PAGE EXCERPT:
════════════════════

Elon Musk explains: how xAI built and launched a training cluster of 100,000 cards in 122 days

Elon Musk hosted the launch event for Grok 3, introducing its core features and the new tool "Deep Search." The xAI team successfully built the world's largest training cluster in 122 days, coordinating training using 100,000 H100 GPUs. The challenges faced by the team included ensuring the collaborative operation of all GPUs to avoid training errors caused by the failure of a single GPU. Musk emphasized the team's engineering achievements, breaking the expected timeline set by data center providers
Yesterday at noon, Elon Musk hosted the highly anticipated launch event for the "world's strongest artificial intelligence" — Grok 3.

════════════════════

Location identification items:

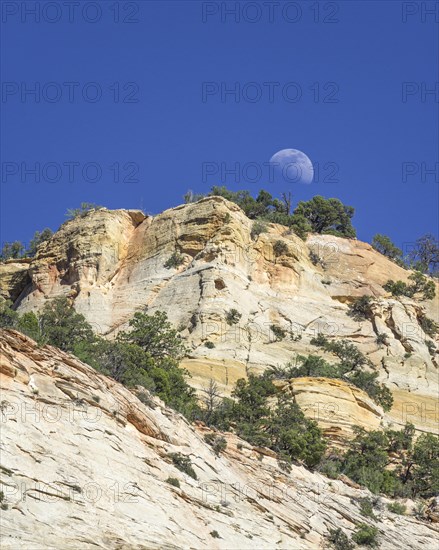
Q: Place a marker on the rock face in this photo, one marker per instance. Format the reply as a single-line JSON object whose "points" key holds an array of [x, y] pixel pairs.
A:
{"points": [[112, 263], [85, 464]]}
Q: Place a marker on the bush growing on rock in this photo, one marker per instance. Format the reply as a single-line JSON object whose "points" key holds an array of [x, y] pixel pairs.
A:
{"points": [[83, 210], [218, 443], [339, 540], [366, 535], [397, 508], [349, 369], [175, 260], [8, 317], [257, 229], [361, 308], [233, 316], [282, 426], [14, 250], [280, 248], [63, 327]]}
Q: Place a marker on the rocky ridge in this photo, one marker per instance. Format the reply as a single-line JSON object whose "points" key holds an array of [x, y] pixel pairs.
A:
{"points": [[85, 464], [112, 263]]}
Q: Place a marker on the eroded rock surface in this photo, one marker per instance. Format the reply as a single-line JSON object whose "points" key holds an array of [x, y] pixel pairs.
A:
{"points": [[112, 263], [84, 464]]}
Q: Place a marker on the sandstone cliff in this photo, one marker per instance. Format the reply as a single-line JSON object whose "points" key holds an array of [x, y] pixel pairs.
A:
{"points": [[84, 464], [112, 263]]}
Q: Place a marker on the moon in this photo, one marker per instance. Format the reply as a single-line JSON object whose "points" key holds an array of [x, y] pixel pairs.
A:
{"points": [[294, 166]]}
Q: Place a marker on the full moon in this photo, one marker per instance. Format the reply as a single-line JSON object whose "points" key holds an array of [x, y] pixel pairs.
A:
{"points": [[294, 166]]}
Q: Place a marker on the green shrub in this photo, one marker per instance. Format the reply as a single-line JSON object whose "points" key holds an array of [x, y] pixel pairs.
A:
{"points": [[258, 228], [350, 369], [366, 535], [279, 333], [281, 426], [173, 481], [428, 326], [38, 238], [361, 308], [218, 443], [280, 248], [14, 250], [8, 317], [84, 209], [175, 260], [62, 327], [385, 246], [329, 216], [381, 339], [339, 540], [233, 316], [314, 257], [183, 463], [397, 508]]}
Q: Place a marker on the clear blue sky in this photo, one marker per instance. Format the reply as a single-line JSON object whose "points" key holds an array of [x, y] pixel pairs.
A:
{"points": [[360, 122]]}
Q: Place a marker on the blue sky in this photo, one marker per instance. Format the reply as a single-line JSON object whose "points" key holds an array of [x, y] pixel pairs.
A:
{"points": [[146, 114]]}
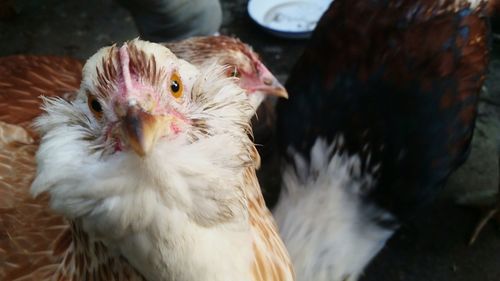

════════════════════

WORK INSTRUCTIONS:
A - Answer each question from the page excerpt about the xAI training cluster above.
(i) In how many days did the xAI team build the training cluster?
(ii) What is the name of the new tool introduced at the launch event?
(iii) At what time of day was the launch event held?
B - List every action the page excerpt about the xAI training cluster above attributes to Elon Musk.

WORKED SOLUTIONS:
A -
(i) 122 days
(ii) "Deep Search"
(iii) At noon

B -
- Explains how xAI built and launched a training cluster of 100,000 cards in 122 days
- Hosted the launch event
- Introduced its core features and the new tool "Deep Search"
- Emphasized the team's engineering achievements